= Annotated photo localization data =

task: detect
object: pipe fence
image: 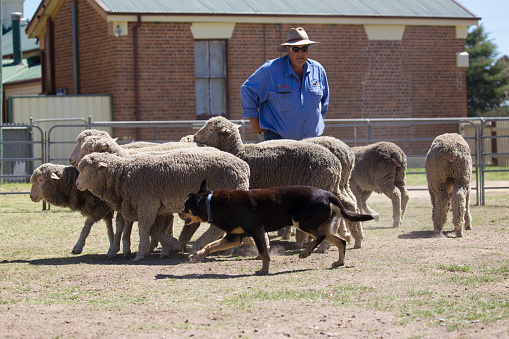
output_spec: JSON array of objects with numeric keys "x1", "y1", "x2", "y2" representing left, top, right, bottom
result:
[{"x1": 1, "y1": 116, "x2": 508, "y2": 206}]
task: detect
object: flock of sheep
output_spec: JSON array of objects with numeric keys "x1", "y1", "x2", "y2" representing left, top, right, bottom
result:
[{"x1": 29, "y1": 116, "x2": 473, "y2": 269}]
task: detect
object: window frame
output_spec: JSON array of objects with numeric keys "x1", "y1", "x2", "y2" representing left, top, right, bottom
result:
[{"x1": 194, "y1": 39, "x2": 230, "y2": 120}]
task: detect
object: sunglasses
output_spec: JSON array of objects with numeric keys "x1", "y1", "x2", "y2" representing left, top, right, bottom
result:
[{"x1": 290, "y1": 46, "x2": 309, "y2": 53}]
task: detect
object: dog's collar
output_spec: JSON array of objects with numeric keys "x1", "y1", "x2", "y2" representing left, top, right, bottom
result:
[{"x1": 206, "y1": 193, "x2": 213, "y2": 222}]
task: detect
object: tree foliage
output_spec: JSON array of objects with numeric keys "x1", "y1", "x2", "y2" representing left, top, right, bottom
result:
[{"x1": 466, "y1": 25, "x2": 509, "y2": 117}]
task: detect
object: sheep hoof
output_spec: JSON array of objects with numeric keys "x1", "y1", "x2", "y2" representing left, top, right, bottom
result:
[
  {"x1": 331, "y1": 261, "x2": 344, "y2": 268},
  {"x1": 353, "y1": 237, "x2": 362, "y2": 249},
  {"x1": 71, "y1": 248, "x2": 82, "y2": 255},
  {"x1": 373, "y1": 214, "x2": 380, "y2": 222},
  {"x1": 255, "y1": 267, "x2": 269, "y2": 275}
]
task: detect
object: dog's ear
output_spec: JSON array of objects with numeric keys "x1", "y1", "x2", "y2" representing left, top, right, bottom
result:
[{"x1": 199, "y1": 179, "x2": 208, "y2": 193}]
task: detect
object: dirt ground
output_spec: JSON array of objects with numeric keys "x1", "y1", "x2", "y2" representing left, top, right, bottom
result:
[{"x1": 1, "y1": 185, "x2": 508, "y2": 338}]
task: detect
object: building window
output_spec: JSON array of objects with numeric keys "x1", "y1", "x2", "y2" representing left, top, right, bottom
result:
[{"x1": 194, "y1": 40, "x2": 228, "y2": 119}]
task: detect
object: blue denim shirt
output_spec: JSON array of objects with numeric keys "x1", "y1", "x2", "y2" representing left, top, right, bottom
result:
[{"x1": 241, "y1": 55, "x2": 329, "y2": 140}]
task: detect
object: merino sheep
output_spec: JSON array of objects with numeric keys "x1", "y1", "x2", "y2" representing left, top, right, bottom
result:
[
  {"x1": 425, "y1": 133, "x2": 472, "y2": 237},
  {"x1": 349, "y1": 141, "x2": 409, "y2": 228},
  {"x1": 76, "y1": 147, "x2": 250, "y2": 260},
  {"x1": 68, "y1": 129, "x2": 217, "y2": 252},
  {"x1": 30, "y1": 163, "x2": 114, "y2": 254},
  {"x1": 193, "y1": 116, "x2": 365, "y2": 248},
  {"x1": 302, "y1": 136, "x2": 359, "y2": 244},
  {"x1": 69, "y1": 129, "x2": 198, "y2": 167}
]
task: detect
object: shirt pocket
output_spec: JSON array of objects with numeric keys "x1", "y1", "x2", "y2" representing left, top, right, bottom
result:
[
  {"x1": 276, "y1": 87, "x2": 293, "y2": 112},
  {"x1": 309, "y1": 84, "x2": 323, "y2": 109}
]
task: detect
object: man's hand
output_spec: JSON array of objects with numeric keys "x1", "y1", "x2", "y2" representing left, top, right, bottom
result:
[{"x1": 249, "y1": 118, "x2": 264, "y2": 134}]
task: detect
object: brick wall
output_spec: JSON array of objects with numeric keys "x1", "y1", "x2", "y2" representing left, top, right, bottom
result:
[{"x1": 46, "y1": 1, "x2": 468, "y2": 144}]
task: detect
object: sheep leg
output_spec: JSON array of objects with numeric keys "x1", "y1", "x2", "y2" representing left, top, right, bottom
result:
[
  {"x1": 451, "y1": 185, "x2": 469, "y2": 237},
  {"x1": 122, "y1": 221, "x2": 133, "y2": 257},
  {"x1": 382, "y1": 185, "x2": 402, "y2": 228},
  {"x1": 281, "y1": 226, "x2": 294, "y2": 240},
  {"x1": 108, "y1": 214, "x2": 123, "y2": 258},
  {"x1": 150, "y1": 217, "x2": 183, "y2": 258},
  {"x1": 431, "y1": 187, "x2": 451, "y2": 236},
  {"x1": 178, "y1": 222, "x2": 201, "y2": 245},
  {"x1": 396, "y1": 183, "x2": 410, "y2": 220},
  {"x1": 295, "y1": 230, "x2": 309, "y2": 248},
  {"x1": 150, "y1": 215, "x2": 173, "y2": 253},
  {"x1": 104, "y1": 211, "x2": 115, "y2": 246},
  {"x1": 464, "y1": 190, "x2": 472, "y2": 231},
  {"x1": 360, "y1": 191, "x2": 379, "y2": 221},
  {"x1": 72, "y1": 216, "x2": 94, "y2": 255},
  {"x1": 346, "y1": 220, "x2": 364, "y2": 248}
]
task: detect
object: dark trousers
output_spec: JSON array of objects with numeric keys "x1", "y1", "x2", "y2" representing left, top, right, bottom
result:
[{"x1": 263, "y1": 130, "x2": 283, "y2": 141}]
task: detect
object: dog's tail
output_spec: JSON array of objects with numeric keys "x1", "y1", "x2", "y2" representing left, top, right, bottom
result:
[{"x1": 330, "y1": 195, "x2": 374, "y2": 222}]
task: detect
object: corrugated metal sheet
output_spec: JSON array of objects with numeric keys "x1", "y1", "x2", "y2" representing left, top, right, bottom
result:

= Goal of the exercise =
Every line in the records that holds the word "window" should be copied into the answer.

= Solution =
object: window frame
object: building window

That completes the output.